• What this task involves: Continue the court passage about the railroads' refusal to bargain over the group X proposals, starting after its last sentence.

Said proposals were that the existing agreements be amended to provide for changes “concerning rates of pay, rules, or working conditions, under the captions ‘Vacations,’ ‘Holidays’ and ‘Premium Compensation for Sunday Service’ ”. There were certain additional proposals under the captions of “Health and Welfare Plan,” “Rights to Free Transportation” and “Rules Applicable to Both Home Road and Foreign Road Transportation”, hereinafter sometimes referred to as “group X”, which the complaint charges “do not concern rates of pay, rules, or working conditions”. The proposal under the caption “Health and Welfare Plan” was to amend the existing agreements to provide life insurance for each such employee, and all hospital, medical and surgical care incident to any sickness, injury or other disability of any employee, spouse, or other dependents, all such costs to be borne in full by plaintiffs, without reduction by any compensation for sickness, injury or disability of any employee now provided by law, agreement or practice. The proposal under the caption “Rights to Free Transportation” was to amend the existing agreements to provide that free transportation should be granted to said employees both on the employer’s line and on the lines of all other railroads. Under the caption “Rules Applicable to Both Home Road and Foreign Road Transportation” there was a request for an agreement extending to employees’ wives and dependents the same pass and free transportation privileges, both on the employer’s lines and on the lines of all other railroads.

Upon receipt of said notices each plaintiff held a conference or conferences with the organizations which had served the notices, reserving the right to confine the matters at issue to those coming under the collective bargaining provisions of the Railway Labor Act, and plaintiffs notified the defendants of certain proposals submitted by plaintiffs for changes in *430agreements concerning rates of pay, rules or working conditions.

Thereafter plaintiffs created, on a regional basis, Carriers’ Conference Committees. The Employes’ National Conference Committee and the Carriers’ Conference Committees met for the first time on November 3; 1953, when plaintiffs, through their Committees, stated that they were willing to confer, treat, bargain and negotiate with respect to each of the proposals of May 22, 1953, concerning rates of pay, rules or working conditions, and the proposals of the carriers, but that the group X proposals are not proper subjects for collective bargaining under the Railway Labor Act since they do not concern rates of pay, rules or working conditions “and plaintiffs therefore * * * refused to confer, treat, bargain or negotiate” regarding group X.

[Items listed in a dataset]
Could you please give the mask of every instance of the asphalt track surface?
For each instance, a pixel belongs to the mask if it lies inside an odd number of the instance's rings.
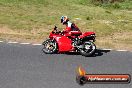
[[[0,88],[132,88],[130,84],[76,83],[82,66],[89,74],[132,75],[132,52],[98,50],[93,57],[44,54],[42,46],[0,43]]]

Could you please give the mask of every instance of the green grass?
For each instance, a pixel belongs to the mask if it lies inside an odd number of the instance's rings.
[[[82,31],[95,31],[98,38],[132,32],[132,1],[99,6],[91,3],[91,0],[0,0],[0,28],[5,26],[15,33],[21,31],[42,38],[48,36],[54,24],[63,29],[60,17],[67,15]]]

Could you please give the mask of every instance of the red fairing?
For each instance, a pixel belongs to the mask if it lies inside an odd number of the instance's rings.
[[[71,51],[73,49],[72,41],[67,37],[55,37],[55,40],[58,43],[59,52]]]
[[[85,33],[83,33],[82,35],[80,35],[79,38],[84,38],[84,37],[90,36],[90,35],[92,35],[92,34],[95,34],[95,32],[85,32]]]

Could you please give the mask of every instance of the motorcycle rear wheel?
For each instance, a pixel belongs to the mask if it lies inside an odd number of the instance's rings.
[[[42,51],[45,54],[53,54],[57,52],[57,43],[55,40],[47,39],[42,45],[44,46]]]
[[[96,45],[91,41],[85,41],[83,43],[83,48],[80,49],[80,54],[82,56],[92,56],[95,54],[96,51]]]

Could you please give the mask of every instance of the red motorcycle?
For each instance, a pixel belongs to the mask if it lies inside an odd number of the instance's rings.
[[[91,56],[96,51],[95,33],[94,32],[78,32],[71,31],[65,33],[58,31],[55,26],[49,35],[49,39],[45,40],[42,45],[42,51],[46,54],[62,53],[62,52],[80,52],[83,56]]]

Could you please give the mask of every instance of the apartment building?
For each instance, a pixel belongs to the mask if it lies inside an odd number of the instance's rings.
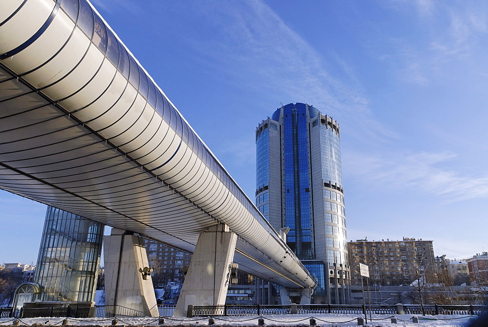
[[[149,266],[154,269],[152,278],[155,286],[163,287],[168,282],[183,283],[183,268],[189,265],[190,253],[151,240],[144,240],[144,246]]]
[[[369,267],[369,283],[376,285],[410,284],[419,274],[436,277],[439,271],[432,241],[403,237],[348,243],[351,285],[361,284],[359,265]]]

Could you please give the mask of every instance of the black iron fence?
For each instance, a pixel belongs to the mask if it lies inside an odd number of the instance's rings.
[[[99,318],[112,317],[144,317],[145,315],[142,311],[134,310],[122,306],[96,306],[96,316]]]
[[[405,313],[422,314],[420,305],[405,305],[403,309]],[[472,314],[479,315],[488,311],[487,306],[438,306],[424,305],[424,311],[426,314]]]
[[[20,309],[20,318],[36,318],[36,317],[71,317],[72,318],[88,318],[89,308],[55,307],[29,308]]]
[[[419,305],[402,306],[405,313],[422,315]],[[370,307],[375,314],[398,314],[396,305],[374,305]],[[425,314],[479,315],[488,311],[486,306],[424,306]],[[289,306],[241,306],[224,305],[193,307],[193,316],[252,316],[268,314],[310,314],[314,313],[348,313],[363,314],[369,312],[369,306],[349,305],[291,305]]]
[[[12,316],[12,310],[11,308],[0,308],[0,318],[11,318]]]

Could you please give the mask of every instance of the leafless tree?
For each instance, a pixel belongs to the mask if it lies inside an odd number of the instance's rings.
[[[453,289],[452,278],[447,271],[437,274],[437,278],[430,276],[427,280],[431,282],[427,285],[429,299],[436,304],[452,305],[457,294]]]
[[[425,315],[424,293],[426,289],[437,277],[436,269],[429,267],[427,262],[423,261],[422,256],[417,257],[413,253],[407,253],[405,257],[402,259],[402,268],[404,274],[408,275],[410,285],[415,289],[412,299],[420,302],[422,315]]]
---
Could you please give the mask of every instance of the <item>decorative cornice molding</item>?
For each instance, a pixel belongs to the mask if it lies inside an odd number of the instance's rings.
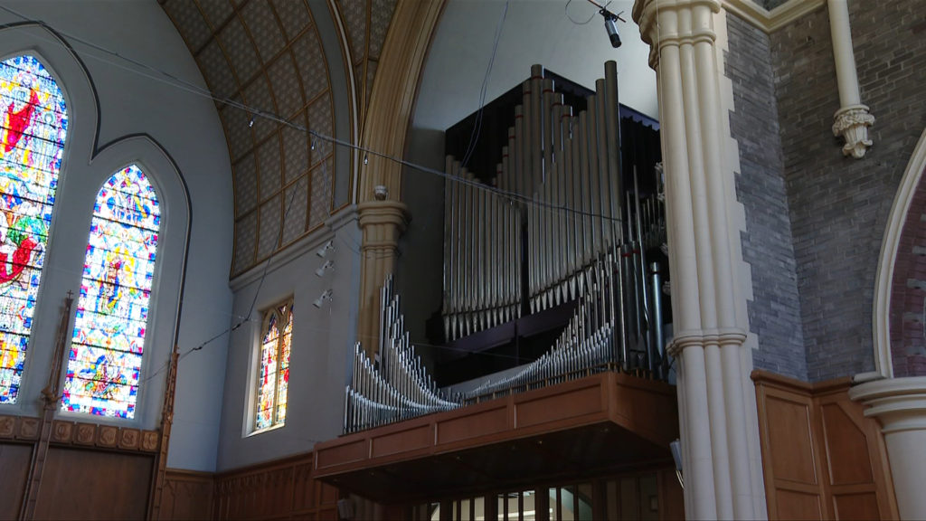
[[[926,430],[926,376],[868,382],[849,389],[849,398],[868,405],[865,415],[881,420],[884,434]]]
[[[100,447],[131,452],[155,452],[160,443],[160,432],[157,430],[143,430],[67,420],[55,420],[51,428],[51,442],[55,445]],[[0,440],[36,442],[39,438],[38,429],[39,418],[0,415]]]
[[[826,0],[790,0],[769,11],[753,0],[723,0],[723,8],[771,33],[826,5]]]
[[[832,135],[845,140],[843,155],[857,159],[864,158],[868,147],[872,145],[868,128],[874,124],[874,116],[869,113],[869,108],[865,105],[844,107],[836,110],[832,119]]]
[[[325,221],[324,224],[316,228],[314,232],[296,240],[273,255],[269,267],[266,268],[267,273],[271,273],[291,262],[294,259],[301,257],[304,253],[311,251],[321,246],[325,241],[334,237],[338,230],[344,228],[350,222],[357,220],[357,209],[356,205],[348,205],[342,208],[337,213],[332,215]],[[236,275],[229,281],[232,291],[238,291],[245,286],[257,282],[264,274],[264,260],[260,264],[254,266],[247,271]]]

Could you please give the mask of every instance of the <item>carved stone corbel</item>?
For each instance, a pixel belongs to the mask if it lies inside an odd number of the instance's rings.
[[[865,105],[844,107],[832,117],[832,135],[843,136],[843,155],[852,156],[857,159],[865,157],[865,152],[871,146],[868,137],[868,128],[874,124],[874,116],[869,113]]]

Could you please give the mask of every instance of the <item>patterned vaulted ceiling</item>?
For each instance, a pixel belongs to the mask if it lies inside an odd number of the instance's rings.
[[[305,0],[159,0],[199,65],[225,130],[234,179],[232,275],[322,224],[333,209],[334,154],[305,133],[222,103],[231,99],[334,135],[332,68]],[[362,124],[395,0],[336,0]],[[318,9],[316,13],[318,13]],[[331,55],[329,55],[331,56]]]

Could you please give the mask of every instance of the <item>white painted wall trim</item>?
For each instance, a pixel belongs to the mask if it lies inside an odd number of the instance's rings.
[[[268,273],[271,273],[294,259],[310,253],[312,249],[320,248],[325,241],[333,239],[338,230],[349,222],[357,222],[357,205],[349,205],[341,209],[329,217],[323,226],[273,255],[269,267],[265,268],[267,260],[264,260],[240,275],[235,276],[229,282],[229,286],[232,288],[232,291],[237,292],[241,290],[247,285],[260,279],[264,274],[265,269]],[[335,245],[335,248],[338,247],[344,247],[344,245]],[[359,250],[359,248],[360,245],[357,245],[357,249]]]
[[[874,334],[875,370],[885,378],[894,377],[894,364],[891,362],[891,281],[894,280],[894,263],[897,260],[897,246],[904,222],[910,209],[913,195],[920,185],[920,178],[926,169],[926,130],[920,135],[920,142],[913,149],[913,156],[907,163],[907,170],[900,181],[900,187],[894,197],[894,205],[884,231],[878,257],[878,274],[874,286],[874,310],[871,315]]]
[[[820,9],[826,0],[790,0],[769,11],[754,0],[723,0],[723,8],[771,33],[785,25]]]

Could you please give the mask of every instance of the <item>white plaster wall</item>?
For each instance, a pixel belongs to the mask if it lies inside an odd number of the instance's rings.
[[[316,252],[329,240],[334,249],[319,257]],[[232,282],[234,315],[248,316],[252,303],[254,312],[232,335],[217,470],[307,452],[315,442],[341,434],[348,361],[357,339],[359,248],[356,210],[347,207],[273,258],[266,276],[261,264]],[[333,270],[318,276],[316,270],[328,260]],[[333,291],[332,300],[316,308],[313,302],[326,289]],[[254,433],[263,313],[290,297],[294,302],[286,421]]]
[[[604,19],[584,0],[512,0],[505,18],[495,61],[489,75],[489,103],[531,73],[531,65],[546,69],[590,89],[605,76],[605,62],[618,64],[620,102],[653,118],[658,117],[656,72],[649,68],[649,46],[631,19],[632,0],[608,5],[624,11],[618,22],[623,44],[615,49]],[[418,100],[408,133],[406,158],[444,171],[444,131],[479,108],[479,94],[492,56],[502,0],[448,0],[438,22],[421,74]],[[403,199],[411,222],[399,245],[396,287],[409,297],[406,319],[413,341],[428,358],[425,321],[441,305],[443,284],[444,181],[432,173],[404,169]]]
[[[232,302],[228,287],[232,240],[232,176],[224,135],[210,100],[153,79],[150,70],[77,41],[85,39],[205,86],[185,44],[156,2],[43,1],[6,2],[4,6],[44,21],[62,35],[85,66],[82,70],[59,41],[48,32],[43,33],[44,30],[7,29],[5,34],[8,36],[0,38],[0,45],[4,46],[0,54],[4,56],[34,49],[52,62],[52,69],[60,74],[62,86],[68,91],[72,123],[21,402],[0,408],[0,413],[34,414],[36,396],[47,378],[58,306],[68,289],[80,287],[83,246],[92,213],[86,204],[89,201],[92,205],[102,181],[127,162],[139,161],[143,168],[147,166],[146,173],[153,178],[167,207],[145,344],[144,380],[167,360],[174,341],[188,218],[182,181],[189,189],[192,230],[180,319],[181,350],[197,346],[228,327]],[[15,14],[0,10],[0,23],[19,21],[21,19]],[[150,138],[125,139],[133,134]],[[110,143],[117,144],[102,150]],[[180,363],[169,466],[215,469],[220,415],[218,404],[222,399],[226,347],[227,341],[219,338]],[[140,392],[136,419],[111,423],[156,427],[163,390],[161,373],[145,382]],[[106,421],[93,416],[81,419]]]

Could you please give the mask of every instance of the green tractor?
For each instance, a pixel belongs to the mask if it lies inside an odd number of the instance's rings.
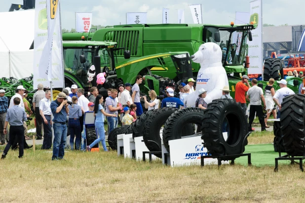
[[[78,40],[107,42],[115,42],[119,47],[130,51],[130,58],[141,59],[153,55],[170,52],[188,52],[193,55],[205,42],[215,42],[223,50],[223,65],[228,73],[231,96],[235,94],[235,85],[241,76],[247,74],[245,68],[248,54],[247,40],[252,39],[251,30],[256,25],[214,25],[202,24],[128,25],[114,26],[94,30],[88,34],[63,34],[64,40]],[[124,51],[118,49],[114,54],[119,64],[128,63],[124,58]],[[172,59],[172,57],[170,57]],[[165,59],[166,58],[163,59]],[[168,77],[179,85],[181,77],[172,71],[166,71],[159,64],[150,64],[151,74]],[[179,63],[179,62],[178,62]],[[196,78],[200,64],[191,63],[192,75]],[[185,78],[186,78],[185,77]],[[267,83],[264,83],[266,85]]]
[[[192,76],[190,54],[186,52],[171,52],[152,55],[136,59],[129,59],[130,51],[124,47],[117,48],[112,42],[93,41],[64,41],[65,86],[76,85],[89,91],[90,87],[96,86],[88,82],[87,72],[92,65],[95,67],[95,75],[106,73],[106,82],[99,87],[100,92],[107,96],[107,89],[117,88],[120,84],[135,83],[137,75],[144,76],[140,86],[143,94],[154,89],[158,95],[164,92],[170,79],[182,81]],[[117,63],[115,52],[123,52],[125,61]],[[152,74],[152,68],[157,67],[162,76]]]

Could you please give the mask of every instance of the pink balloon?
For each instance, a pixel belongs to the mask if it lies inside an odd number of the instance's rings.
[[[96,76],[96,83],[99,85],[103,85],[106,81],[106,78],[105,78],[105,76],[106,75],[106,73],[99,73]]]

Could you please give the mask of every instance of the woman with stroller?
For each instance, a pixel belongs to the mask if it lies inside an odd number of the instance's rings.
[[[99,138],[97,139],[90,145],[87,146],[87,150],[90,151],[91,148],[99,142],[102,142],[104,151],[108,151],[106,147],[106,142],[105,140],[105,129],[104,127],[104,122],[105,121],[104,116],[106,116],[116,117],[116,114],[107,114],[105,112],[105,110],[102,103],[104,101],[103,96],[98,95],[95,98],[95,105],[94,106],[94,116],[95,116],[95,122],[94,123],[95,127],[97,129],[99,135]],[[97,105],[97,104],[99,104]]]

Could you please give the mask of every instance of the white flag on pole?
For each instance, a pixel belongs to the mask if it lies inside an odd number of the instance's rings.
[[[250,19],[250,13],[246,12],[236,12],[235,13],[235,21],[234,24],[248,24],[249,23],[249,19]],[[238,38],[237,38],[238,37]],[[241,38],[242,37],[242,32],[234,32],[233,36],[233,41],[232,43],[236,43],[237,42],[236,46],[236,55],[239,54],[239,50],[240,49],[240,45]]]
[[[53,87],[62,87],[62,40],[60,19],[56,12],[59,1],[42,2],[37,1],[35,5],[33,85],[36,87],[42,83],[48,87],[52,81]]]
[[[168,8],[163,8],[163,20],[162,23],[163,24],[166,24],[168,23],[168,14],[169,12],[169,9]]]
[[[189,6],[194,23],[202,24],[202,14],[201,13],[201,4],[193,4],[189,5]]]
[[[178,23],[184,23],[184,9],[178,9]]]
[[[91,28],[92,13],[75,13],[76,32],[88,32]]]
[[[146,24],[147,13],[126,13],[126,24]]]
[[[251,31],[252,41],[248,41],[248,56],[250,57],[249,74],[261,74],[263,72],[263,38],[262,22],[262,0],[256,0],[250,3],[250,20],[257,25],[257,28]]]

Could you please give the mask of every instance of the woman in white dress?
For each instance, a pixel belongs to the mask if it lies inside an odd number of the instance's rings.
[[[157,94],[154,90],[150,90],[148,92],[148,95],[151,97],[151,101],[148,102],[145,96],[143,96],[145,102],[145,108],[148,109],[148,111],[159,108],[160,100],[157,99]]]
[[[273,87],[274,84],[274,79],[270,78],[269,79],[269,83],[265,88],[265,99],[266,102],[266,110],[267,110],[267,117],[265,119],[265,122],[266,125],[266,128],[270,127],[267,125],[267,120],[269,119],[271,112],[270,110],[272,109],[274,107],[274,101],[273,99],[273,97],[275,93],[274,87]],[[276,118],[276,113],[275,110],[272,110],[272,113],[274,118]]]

• Written answer:
Said meeting was resumed on November 4, 1953, at which time the Employes’ National Conference Committee presented to plaintiffs a reply statement in which they contended that “these working conditions are properly negotiable and are disputes subject to the Railway Labor Act.” They called upon the plaintiffs to negotiate upon said matters. Plaintiffs reiterated their previously expressed position, the Employes’ National Conference Committee refused to bargain with plaintiffs as to the proposals of the carriers and as to any of the proposals of May 22, 1953, unless plaintiffs would agree to bargain as to group X, and the Employes’ National Conference Committee thereupon walked out of and terminated the meeting. The National Mediation Board then endeavored to mediate the controversy. On December 28, 1953, it wrote to the representatives' of both sides that all practical methods provided in the Railway Labor Act for its adjustment of the suit had been exhausted without effecting a settlement and the Board gave notice that its services had that day been terminated under the act. The defendants have announced that they have circulated ballots to the employees whom they represent to vote upon a proposal to call a strike or strikes with respect to all their proposals of May 22, 1953.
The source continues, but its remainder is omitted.